International Perspectives on Cancer Management During the COVID-19 Pandemic: Mexico

Hector Martinez. MD PhotoHector Martinez Said, MD

National Cancer Institute, Mexico

What are the unique challenges your institution faced since being confronted with the pandemic?

During this unprecedented event, on March 11, 2020, the World Health Organization (WHO) determined that infection with the SARS-COV2 virus and the resulting entity, now known as COVID-19, could be characterized as a pandemic given the alarming levels of spread of the disease and its severity, as well as the also alarming levels of inaction. For its part, the General Health Council of our country declared it as a “Health Emergency due to force majeure” on March 31, 2020.

Originally in Wuhan, Hubei province, China, at the end of last year, this pandemic has radically changed the global context and the lives of millions of people in just a few months. Mexico is no exception: changes in the daily routine of health personnel, of the hospital centers, of the economic centers, of the mass and cultural communication media, changes in the expectations and life plans of all the inhabitants of this country.

We have been instructed to social distance, to keep “Susana Distance” (social distance characterized by an animated character) and other social measures, such as the suspension of non-essential activities with the intention of reducing contagion and spreading of the disease in order to achieve flattening the curve so as not to saturate the National Health System.

These measures, which for many people have been very difficult to apply, have been impossible for others, since their immediate livelihood depends on going to work and trying to obtain the minimum income. This is the case in a country where 56.2% of the economically active population over 15 years of age is informal, which increases social inequality, exposing the economically most vulnerable population to the SARS-COV2 pandemic.

Another important challenge has been interdisciplinary communication, between medical oncologists, surgeon oncologists and radiotherapists, in order to establish the best management sequence.

How did hospital administration tap into surgical oncology staff to support COVID-19 patients?

Measures are in place for cancer risk stratification, comorbidity and SARS-COV2 infection and the development of COVID-19. Generally, if there are patients with a low risk of progression of their oncological disease who could wait at least a couple of months to pass the maximum incidence peak and those whose risk of progression is too high to delay treatment. If the patient has comorbidities that puts them at risk of severe COVID-19, patients are referred according to their oncological risk to neoadjuvant treatments or essential delays (the shortest possible time), as well as the process of very high aerosolization and exposure to body fluids, the preference has been to postpone as long as possible, as long as the oncological risk allows.

From this pandemic, the patients undergo a viral test for SARS-COV2 and 48 hours before the surgery, a chest tomography is taken to determine the presence of suggestive changes related to COVID-19, and then sending them to isolation during this time to avoid contagion before surgery.

How has the pandemic changed your cancer patient treatment regimens? Have you had to delay many surgeries?

Generally, they have been delayed, either due to the inherent risks discussed in the previous question or due to patients’ fear of visiting medical facilities during the pandemic

What is your current case volume (%) of cancer surgeries and what type of procedures are you doing? Where do you think you are at on the curve – and how do you see it changing over the coming weeks?

About 50% of the treatments have suffered some degree of delay. Of all kinds of procedures, the only ones that have drastically decreased have been those of minimal invasion with greater aerosolization.

Can you share some of the personal and professional challenges you have faced during these unprecedented times?

Once this period of uncertainty has ended, we will find a higher mortality rate from cancer than what has been registered, we will face patients with more advanced diseases than in other scenarios and, in addition, we will have to deal with the lags caused by the passage of COVID-19 in our health system. SARS-COV2 is here to stay indefinitely challenging the status quo and urging us to make decisions with no chance for mistakes. As doctors and, in parallel, as oncologists, we must face this pandemic with the best that we can give: disposition, wisdom and expertise, and treating our oncology patients who deserve, with or without a pandemic, the same treatment and care they have been receiving and the best treatment option available.

__Dataset extract__.
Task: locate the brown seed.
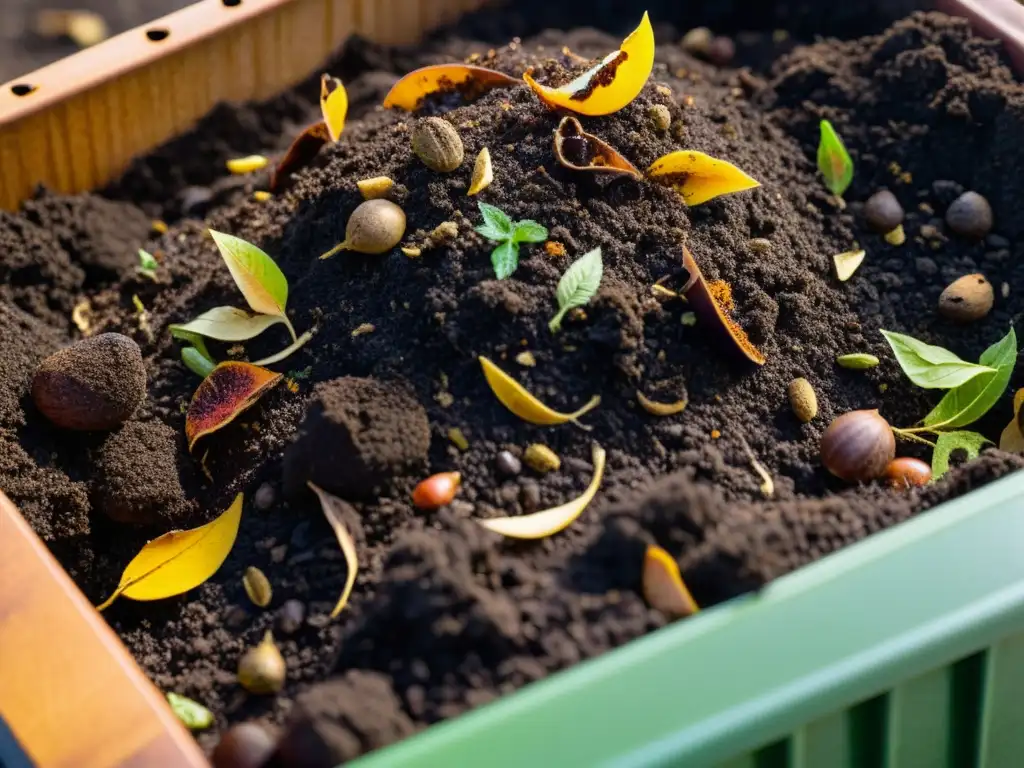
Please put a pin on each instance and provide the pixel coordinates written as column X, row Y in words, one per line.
column 967, row 299
column 858, row 445
column 437, row 143
column 94, row 384
column 906, row 472
column 803, row 399
column 970, row 215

__Task statement__.
In the interview on cancer care in Mexico during COVID-19, write out the passage from "During this unprecedented" up to and including "March 31, 2020.". The listing plays no part in what comes next.

__Written solution__.
During this unprecedented event, on March 11, 2020, the World Health Organization (WHO) determined that infection with the SARS-COV2 virus and the resulting entity, now known as COVID-19, could be characterized as a pandemic given the alarming levels of spread of the disease and its severity, as well as the also alarming levels of inaction. For its part, the General Health Council of our country declared it as a “Health Emergency due to force majeure” on March 31, 2020.